(Stored records)
# # # # # # #

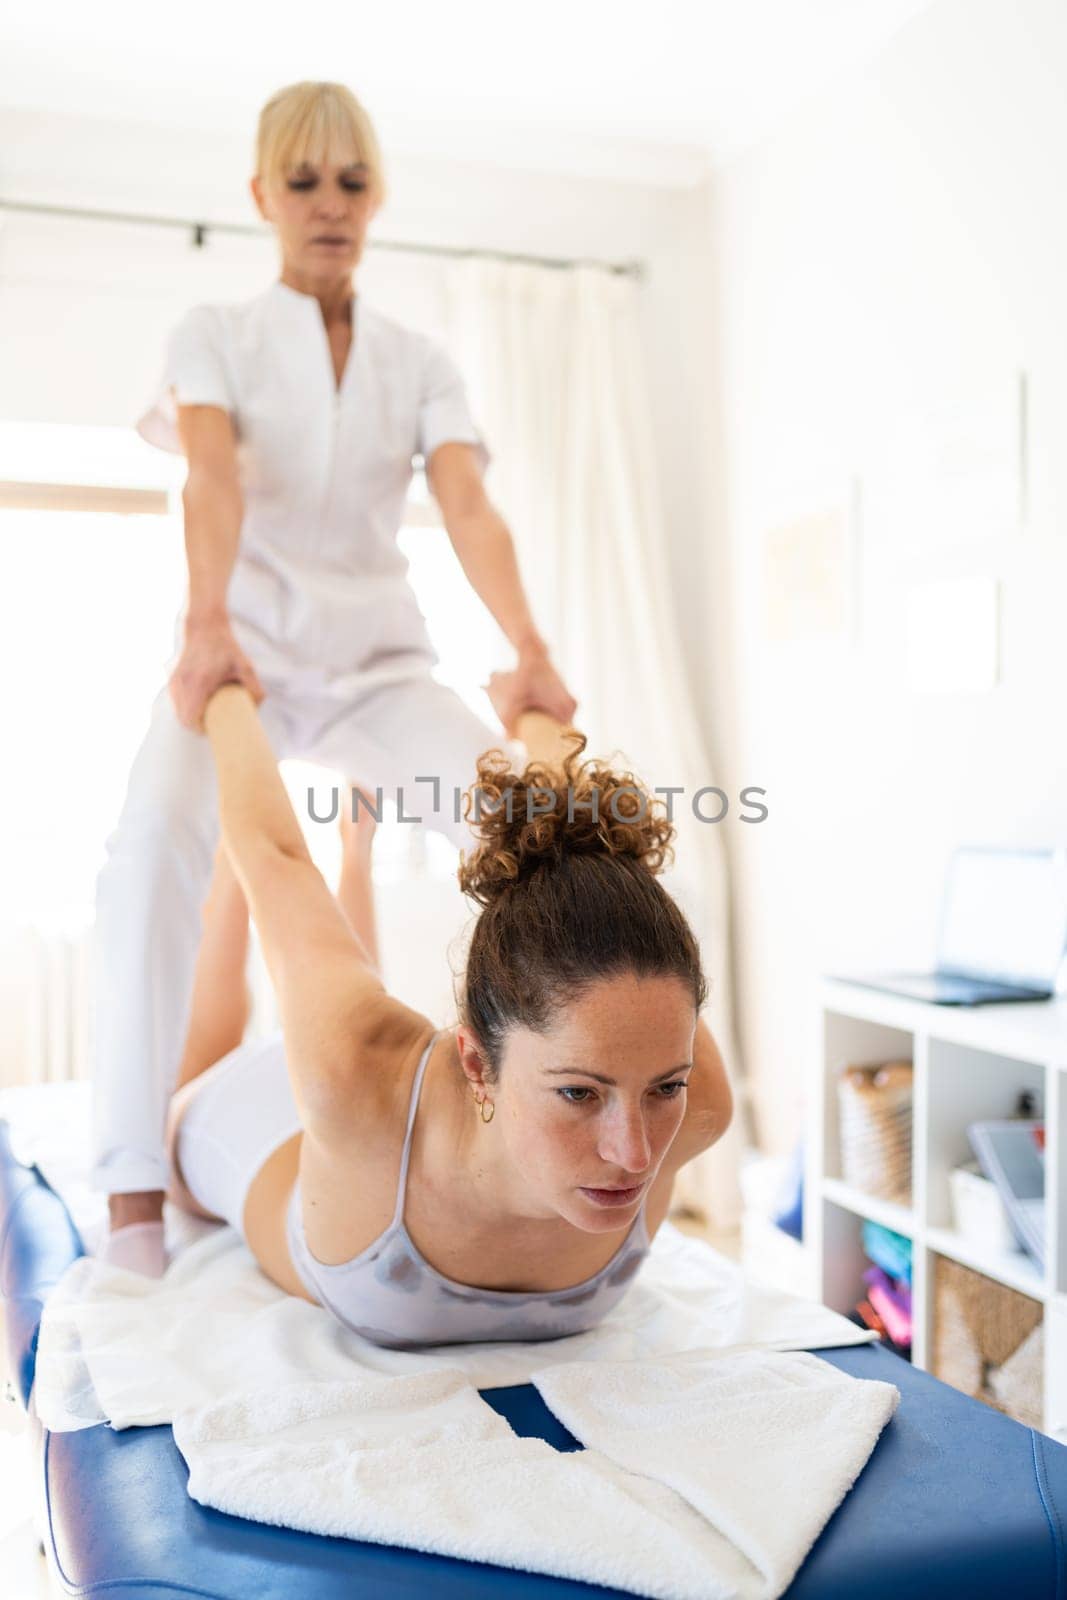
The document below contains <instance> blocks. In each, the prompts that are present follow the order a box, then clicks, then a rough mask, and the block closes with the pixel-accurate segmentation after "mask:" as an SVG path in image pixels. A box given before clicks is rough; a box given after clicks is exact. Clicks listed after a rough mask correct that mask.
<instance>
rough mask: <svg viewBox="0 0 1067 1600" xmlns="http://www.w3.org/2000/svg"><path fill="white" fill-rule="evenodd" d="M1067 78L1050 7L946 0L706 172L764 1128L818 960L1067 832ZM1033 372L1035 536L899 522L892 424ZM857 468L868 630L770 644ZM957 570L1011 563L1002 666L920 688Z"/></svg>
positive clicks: (793, 1127)
mask: <svg viewBox="0 0 1067 1600" xmlns="http://www.w3.org/2000/svg"><path fill="white" fill-rule="evenodd" d="M1065 82H1067V8H1064V5H1062V3H1061V0H1014V3H1013V5H1003V3H1000V0H937V3H936V5H933V6H931V10H929V11H926V13H925V14H921V16H920V18H917V19H915V21H912V22H910V24H909V26H907V27H905V29H904V30H902V32H901V34H899V35H897V38H896V40H894V42H893V43H891V46H889V48H888V50H886V51H885V53H883V54H881V56H880V59H878V61H877V62H873V64H872V66H870V67H867V69H865V70H864V72H862V74H857V75H856V77H853V78H851V80H849V82H841V83H838V85H837V86H835V88H833V90H829V91H825V93H824V94H822V96H821V99H819V102H817V104H816V106H811V107H808V109H806V110H805V112H803V114H800V115H797V117H793V118H792V120H790V122H789V125H787V126H784V128H782V130H781V131H779V133H777V134H776V136H774V138H773V139H771V141H768V142H766V144H763V146H761V147H758V149H757V150H753V152H750V154H749V155H745V157H744V158H741V160H737V162H736V163H733V165H731V166H729V168H728V170H726V171H725V173H723V174H721V176H720V179H718V181H717V194H715V200H717V206H715V242H717V275H718V282H720V291H718V310H717V325H715V326H717V360H718V362H720V363H721V395H720V398H718V405H721V416H723V426H725V440H723V459H721V474H720V477H718V478H717V485H718V491H717V493H718V501H717V528H718V530H720V533H721V547H720V550H718V555H717V560H715V579H713V581H715V584H717V586H718V592H721V594H728V595H729V610H731V613H733V624H731V626H733V630H734V638H736V651H734V670H733V675H729V677H718V680H717V683H715V685H713V691H715V696H717V718H718V722H717V726H718V731H720V738H721V739H723V741H725V768H723V770H725V776H726V778H728V781H734V779H733V776H731V774H733V770H734V768H736V770H737V773H741V771H744V774H745V781H753V782H765V784H768V787H769V789H771V806H773V810H771V819H769V821H768V824H765V826H763V827H760V829H750V830H749V832H747V834H745V832H742V830H741V829H737V830H734V834H731V835H729V843H731V848H733V858H734V883H736V915H737V950H739V958H741V987H742V1026H744V1053H745V1059H747V1064H749V1070H750V1072H753V1074H755V1075H757V1077H758V1083H760V1090H758V1106H760V1114H761V1126H763V1134H765V1138H766V1141H768V1142H769V1144H771V1146H777V1147H781V1146H785V1144H787V1142H789V1141H790V1139H792V1138H793V1136H795V1133H797V1126H798V1110H800V1102H801V1082H800V1069H801V1064H803V1061H805V1059H806V1053H808V1042H809V1040H808V1032H809V1027H811V1019H813V979H814V976H816V974H817V973H819V971H825V970H830V971H832V970H843V968H845V970H846V968H854V970H856V968H864V966H877V965H881V963H883V962H894V960H904V962H909V960H915V958H918V960H920V962H921V960H925V958H926V957H928V955H931V941H933V931H934V910H936V902H937V893H939V886H941V885H939V874H941V867H942V862H944V856H945V853H947V850H949V848H950V846H952V845H953V843H955V842H968V840H969V842H990V843H1033V845H1043V843H1054V842H1061V840H1062V838H1064V834H1065V832H1067V762H1065V760H1064V752H1062V746H1064V734H1062V725H1064V683H1067V630H1065V629H1064V621H1062V613H1064V598H1065V597H1067V450H1064V442H1065V440H1067V304H1065V299H1064V283H1067V213H1065V210H1064V205H1062V197H1064V194H1067V98H1065V96H1064V83H1065ZM1017 368H1024V370H1027V371H1029V374H1030V419H1032V429H1033V450H1035V454H1033V482H1032V520H1030V525H1029V526H1025V528H1024V530H1022V531H1021V533H1019V531H1016V533H1013V531H1011V530H1008V528H1005V530H1003V531H1000V533H992V534H990V536H977V538H973V539H968V538H966V530H958V528H957V530H950V528H944V530H936V531H931V530H923V531H918V530H920V526H921V522H920V520H918V514H921V506H918V507H915V510H917V523H915V526H910V525H909V523H910V517H909V515H907V512H905V514H904V517H902V515H901V512H899V509H897V512H889V510H888V501H886V493H885V477H886V474H888V478H889V480H893V477H894V459H893V454H891V445H889V442H891V438H893V434H894V430H896V427H897V424H901V422H902V421H904V422H907V419H909V418H913V416H917V414H921V411H923V408H925V406H926V405H931V403H933V405H934V406H937V405H942V403H952V402H953V400H958V398H960V395H963V397H966V395H969V397H971V398H973V400H976V402H981V400H982V397H987V395H992V397H995V398H997V397H1000V395H1003V384H1005V382H1011V381H1013V373H1014V371H1016V370H1017ZM965 403H969V402H966V400H965ZM849 474H856V475H859V478H861V483H862V493H864V515H862V542H864V568H862V574H864V576H862V586H864V592H862V613H864V626H862V642H861V643H859V645H857V646H856V648H848V646H827V645H824V646H814V645H800V643H793V645H771V643H768V640H766V637H765V632H763V622H761V605H763V589H761V557H763V534H765V531H766V528H768V525H773V523H774V518H776V515H777V514H781V512H782V510H787V512H789V509H790V507H792V510H793V512H803V510H805V509H808V502H809V501H811V499H813V498H816V499H817V496H819V493H821V491H819V485H833V483H840V482H845V478H846V477H848V475H849ZM880 474H881V482H880ZM896 488H897V491H899V490H901V488H904V490H907V482H905V480H904V482H901V480H897V483H896ZM806 498H808V499H806ZM905 498H907V496H905ZM968 573H992V574H998V576H1001V578H1003V579H1005V610H1003V682H1001V683H1000V686H998V688H995V690H992V691H990V693H984V694H982V693H974V694H957V696H949V698H941V696H929V694H915V693H912V691H910V690H909V688H907V683H905V675H904V618H905V605H907V592H909V587H910V586H913V584H915V582H920V581H923V579H926V578H934V576H952V574H968Z"/></svg>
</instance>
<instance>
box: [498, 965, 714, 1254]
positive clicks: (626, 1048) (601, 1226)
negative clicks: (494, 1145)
mask: <svg viewBox="0 0 1067 1600" xmlns="http://www.w3.org/2000/svg"><path fill="white" fill-rule="evenodd" d="M694 1032H696V1010H694V1005H693V995H691V994H689V992H688V989H686V987H685V984H683V982H681V981H680V979H677V978H635V976H632V974H629V976H622V978H611V979H603V981H601V982H598V984H595V986H593V987H592V989H589V990H587V992H585V995H582V998H581V1000H574V1002H573V1003H571V1005H569V1006H568V1008H566V1011H565V1013H563V1014H561V1016H560V1018H558V1019H557V1022H555V1024H553V1027H552V1029H550V1032H547V1034H531V1032H530V1030H526V1029H514V1030H512V1032H510V1034H509V1035H507V1045H506V1050H504V1059H502V1062H501V1075H499V1082H498V1083H496V1085H494V1086H493V1090H491V1091H490V1093H491V1096H493V1101H494V1102H496V1114H494V1120H496V1122H498V1123H499V1134H501V1136H502V1138H504V1139H506V1142H507V1149H509V1157H510V1160H509V1165H510V1168H512V1171H514V1173H515V1176H517V1178H520V1179H522V1182H523V1187H525V1189H526V1192H528V1194H530V1195H531V1198H536V1202H537V1203H541V1205H544V1206H545V1208H547V1210H550V1211H555V1213H557V1214H558V1216H565V1218H566V1219H568V1222H573V1224H574V1226H576V1227H582V1229H585V1230H587V1232H590V1234H601V1232H603V1234H606V1232H613V1230H617V1229H621V1227H625V1226H629V1224H630V1222H632V1221H633V1218H635V1216H637V1208H638V1206H640V1203H641V1200H643V1198H645V1195H646V1192H648V1189H649V1186H651V1182H653V1179H654V1178H656V1174H657V1171H659V1166H661V1163H662V1158H664V1155H665V1154H667V1150H669V1147H670V1144H672V1141H673V1138H675V1134H677V1131H678V1128H680V1126H681V1122H683V1118H685V1104H686V1091H685V1083H686V1080H688V1077H689V1072H691V1062H693V1038H694ZM611 1189H616V1190H619V1189H633V1192H632V1194H625V1195H617V1197H616V1198H614V1200H611V1198H609V1197H606V1195H605V1194H603V1190H611ZM597 1190H600V1194H598V1192H597Z"/></svg>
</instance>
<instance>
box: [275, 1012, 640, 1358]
mask: <svg viewBox="0 0 1067 1600" xmlns="http://www.w3.org/2000/svg"><path fill="white" fill-rule="evenodd" d="M437 1037H438V1035H437V1034H434V1037H432V1038H430V1042H429V1045H427V1046H426V1050H424V1051H422V1058H421V1061H419V1066H418V1070H416V1074H414V1085H413V1088H411V1102H410V1106H408V1126H406V1133H405V1141H403V1157H402V1160H400V1182H398V1186H397V1210H395V1211H394V1219H392V1222H390V1224H389V1227H387V1229H386V1232H384V1234H381V1235H379V1238H376V1240H374V1243H373V1245H368V1246H366V1250H362V1251H360V1254H358V1256H354V1258H352V1261H344V1262H341V1264H338V1266H333V1267H331V1266H325V1264H323V1262H320V1261H315V1258H314V1256H312V1253H310V1250H309V1248H307V1240H306V1237H304V1216H302V1208H301V1194H299V1179H298V1182H296V1184H294V1186H293V1195H291V1198H290V1205H288V1210H286V1238H288V1245H290V1254H291V1258H293V1266H294V1267H296V1272H298V1274H299V1277H301V1282H302V1283H304V1286H306V1288H307V1291H309V1294H314V1296H315V1299H317V1301H318V1302H320V1304H322V1306H325V1307H326V1309H328V1310H331V1312H333V1314H334V1317H338V1318H339V1322H342V1323H344V1325H346V1326H347V1328H352V1330H354V1331H355V1333H358V1334H362V1336H363V1338H365V1339H370V1341H371V1342H373V1344H382V1346H387V1347H389V1349H394V1350H416V1349H419V1347H421V1346H427V1344H466V1342H478V1344H480V1342H491V1341H501V1339H520V1341H525V1339H561V1338H565V1336H566V1334H569V1333H585V1331H587V1330H589V1328H593V1326H597V1323H598V1322H601V1320H603V1317H605V1315H606V1314H608V1312H609V1310H611V1307H613V1306H614V1304H616V1301H619V1299H621V1298H622V1294H624V1293H625V1291H627V1288H629V1286H630V1283H632V1282H633V1277H635V1275H637V1270H638V1267H640V1264H641V1261H643V1259H645V1256H646V1254H648V1250H649V1238H648V1227H646V1222H645V1200H641V1208H640V1211H638V1214H637V1218H635V1219H633V1226H632V1227H630V1232H629V1234H627V1235H625V1238H624V1240H622V1243H621V1246H619V1250H617V1251H616V1253H614V1256H613V1258H611V1261H609V1262H608V1264H606V1266H605V1267H601V1269H600V1272H597V1274H595V1277H592V1278H585V1282H584V1283H574V1285H573V1286H571V1288H566V1290H539V1291H533V1290H483V1288H474V1286H472V1285H470V1283H458V1282H456V1280H454V1278H446V1277H445V1275H443V1274H442V1272H438V1270H437V1267H432V1266H430V1262H429V1261H427V1259H426V1258H424V1256H421V1254H419V1251H418V1250H416V1248H414V1245H413V1242H411V1235H410V1234H408V1229H406V1227H405V1222H403V1202H405V1190H406V1181H408V1158H410V1154H411V1130H413V1126H414V1114H416V1107H418V1102H419V1090H421V1086H422V1074H424V1072H426V1064H427V1061H429V1058H430V1050H432V1048H434V1043H435V1040H437Z"/></svg>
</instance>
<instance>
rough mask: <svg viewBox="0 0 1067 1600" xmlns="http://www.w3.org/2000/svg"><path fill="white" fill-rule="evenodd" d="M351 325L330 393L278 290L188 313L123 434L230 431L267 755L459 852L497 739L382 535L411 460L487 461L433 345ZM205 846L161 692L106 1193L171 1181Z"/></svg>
mask: <svg viewBox="0 0 1067 1600" xmlns="http://www.w3.org/2000/svg"><path fill="white" fill-rule="evenodd" d="M352 312H354V330H352V331H354V339H352V346H350V350H349V358H347V365H346V370H344V374H342V382H341V387H339V389H338V384H336V379H334V370H333V358H331V352H330V344H328V339H326V328H325V323H323V318H322V310H320V307H318V301H317V299H314V298H312V296H307V294H301V293H298V291H296V290H291V288H286V286H285V285H282V283H274V285H272V286H270V288H269V290H267V291H266V293H262V294H258V296H256V298H254V299H251V301H248V302H245V304H235V306H198V307H195V309H194V310H190V312H189V314H187V315H186V317H184V318H182V320H181V322H179V325H178V326H176V330H174V333H173V334H171V339H170V344H168V354H166V370H165V374H163V384H162V392H160V397H158V400H157V402H155V405H154V406H152V408H150V410H149V411H147V413H146V414H144V416H142V418H141V421H139V424H138V427H139V432H141V434H142V435H144V438H147V440H149V442H152V443H155V445H160V446H163V448H165V450H179V448H181V446H179V440H178V429H176V421H178V413H176V405H178V403H186V405H219V406H224V408H226V410H227V411H229V413H230V416H232V419H234V424H235V430H237V438H238V466H240V477H242V488H243V501H245V517H243V522H242V531H240V544H238V552H237V560H235V566H234V574H232V579H230V586H229V592H227V608H229V614H230V622H232V629H234V634H235V637H237V640H238V643H240V645H242V648H243V650H245V651H246V653H248V656H250V659H251V661H253V664H254V667H256V670H258V674H259V677H261V682H262V686H264V690H266V699H264V701H262V704H261V707H259V718H261V725H262V728H264V731H266V733H267V738H269V739H270V744H272V749H274V752H275V755H277V757H278V760H282V758H285V757H294V758H301V760H309V762H317V763H320V765H322V766H328V768H334V770H336V771H339V773H341V774H342V776H344V778H347V779H354V781H357V782H362V784H366V786H368V787H370V789H371V790H374V789H376V787H378V786H381V787H382V790H384V797H387V798H389V800H392V802H395V800H397V790H398V789H403V814H405V819H406V818H411V816H418V818H421V819H422V821H424V822H426V824H427V826H430V827H435V829H438V830H440V832H443V834H445V835H446V837H450V838H451V840H453V842H454V843H456V845H459V846H470V845H472V843H474V840H472V835H470V830H469V826H467V822H466V819H462V806H461V803H459V795H461V794H462V790H466V789H467V787H469V786H470V784H472V782H474V781H475V763H477V757H478V755H480V754H482V752H483V750H486V749H490V747H491V746H496V744H501V746H506V744H507V741H506V739H502V738H501V734H499V731H494V730H493V728H490V726H488V725H485V723H483V722H482V720H480V718H478V717H477V715H475V714H474V712H472V710H470V707H469V706H466V704H464V701H462V699H461V698H459V696H458V694H456V693H454V691H453V690H450V688H446V686H445V685H442V683H438V682H437V680H435V678H434V677H432V672H430V669H432V666H434V664H435V661H437V653H435V651H434V646H432V643H430V640H429V637H427V630H426V622H424V618H422V614H421V611H419V608H418V603H416V598H414V592H413V590H411V587H410V584H408V579H406V565H408V563H406V560H405V557H403V554H402V550H400V549H398V546H397V531H398V528H400V523H402V517H403V506H405V498H406V491H408V485H410V482H411V475H413V456H416V454H421V456H424V458H426V459H427V461H429V458H430V456H432V453H434V450H435V448H437V446H438V445H442V443H445V442H446V440H459V442H466V443H470V445H474V446H475V448H477V451H478V456H480V459H482V462H483V466H485V462H486V461H488V451H486V448H485V443H483V440H482V437H480V434H478V430H477V429H475V426H474V422H472V419H470V413H469V408H467V400H466V394H464V386H462V381H461V378H459V373H458V370H456V366H454V363H453V362H451V358H450V357H448V354H446V352H445V350H443V347H442V346H438V344H437V342H435V341H432V339H429V338H426V336H424V334H421V333H414V331H413V330H408V328H403V326H400V325H398V323H395V322H392V320H390V318H387V317H382V315H381V314H378V312H376V310H373V309H371V307H368V306H366V304H365V301H363V298H362V296H357V299H355V301H354V307H352ZM181 622H182V618H181V616H179V618H178V622H176V629H174V651H176V653H178V650H179V643H181ZM168 678H170V672H168ZM421 779H422V781H421ZM426 779H437V787H434V786H432V784H427V781H426ZM218 838H219V822H218V776H216V771H214V760H213V755H211V746H210V742H208V739H206V738H205V736H203V734H202V733H195V731H192V730H189V728H184V726H182V725H181V723H179V720H178V715H176V712H174V706H173V701H171V698H170V690H168V683H163V685H162V686H160V690H158V693H157V696H155V701H154V706H152V715H150V722H149V730H147V733H146V736H144V739H142V742H141V747H139V749H138V752H136V755H134V760H133V766H131V771H130V781H128V787H126V798H125V802H123V806H122V813H120V816H118V822H117V826H115V829H114V832H112V834H110V837H109V840H107V853H106V861H104V866H102V867H101V872H99V875H98V882H96V930H94V947H93V958H94V966H93V992H94V1002H96V1011H94V1034H93V1184H94V1187H98V1189H104V1190H109V1192H110V1194H120V1192H130V1190H139V1189H163V1187H166V1158H165V1154H163V1122H165V1112H166V1104H168V1101H170V1094H171V1090H173V1085H174V1080H176V1075H178V1064H179V1061H181V1051H182V1048H184V1040H186V1030H187V1026H189V1008H190V998H192V982H194V974H195V962H197V952H198V947H200V934H202V907H203V901H205V894H206V890H208V883H210V878H211V867H213V861H214V851H216V846H218Z"/></svg>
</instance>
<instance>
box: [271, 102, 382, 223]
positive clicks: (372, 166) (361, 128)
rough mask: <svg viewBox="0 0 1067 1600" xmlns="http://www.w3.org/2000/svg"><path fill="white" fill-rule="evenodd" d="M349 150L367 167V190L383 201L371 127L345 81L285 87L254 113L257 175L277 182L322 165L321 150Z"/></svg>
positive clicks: (379, 169)
mask: <svg viewBox="0 0 1067 1600" xmlns="http://www.w3.org/2000/svg"><path fill="white" fill-rule="evenodd" d="M330 149H339V150H349V152H350V154H352V160H354V162H363V163H365V165H366V166H368V168H370V179H371V189H373V190H374V192H376V195H378V200H379V203H381V202H382V200H384V198H386V174H384V171H382V157H381V149H379V144H378V134H376V133H374V125H373V123H371V118H370V117H368V114H366V110H365V107H363V106H362V104H360V102H358V101H357V98H355V94H354V93H352V90H349V88H346V86H344V83H309V82H306V83H290V86H288V88H283V90H278V93H277V94H272V96H270V99H269V101H267V104H266V106H264V107H262V110H261V112H259V126H258V130H256V173H258V174H259V178H262V179H264V182H278V181H282V179H283V178H285V174H286V173H288V171H291V170H293V168H294V166H299V163H301V162H315V163H322V162H323V158H325V155H326V150H330Z"/></svg>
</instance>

# # # # # # #

(What the task asks)
In the records, from the beginning through the line containing "positive clicks: (793, 1127)", swap "rough mask" for "coarse mask" everywhere and reproduce that span with no other changes, omitting the pictures.

(Task result)
The document below contains <instance> blocks. In each, the prompts that are present follow the order a box, then clicks, then a coarse mask, and the block closes with the pixel-accurate segmentation after "mask:" as an SVG path in image pixels. A box given before clicks is rough; a box given after clicks is exact. Clicks listed after a coarse mask correct that mask.
<instance>
coarse mask: <svg viewBox="0 0 1067 1600" xmlns="http://www.w3.org/2000/svg"><path fill="white" fill-rule="evenodd" d="M1067 78L1050 7L946 0L706 172L764 1128L818 960L1067 832ZM1033 372L1035 536L899 522L892 424ZM857 468L868 630L770 644ZM957 570L1011 563L1002 666L920 688Z"/></svg>
positive clicks: (793, 1127)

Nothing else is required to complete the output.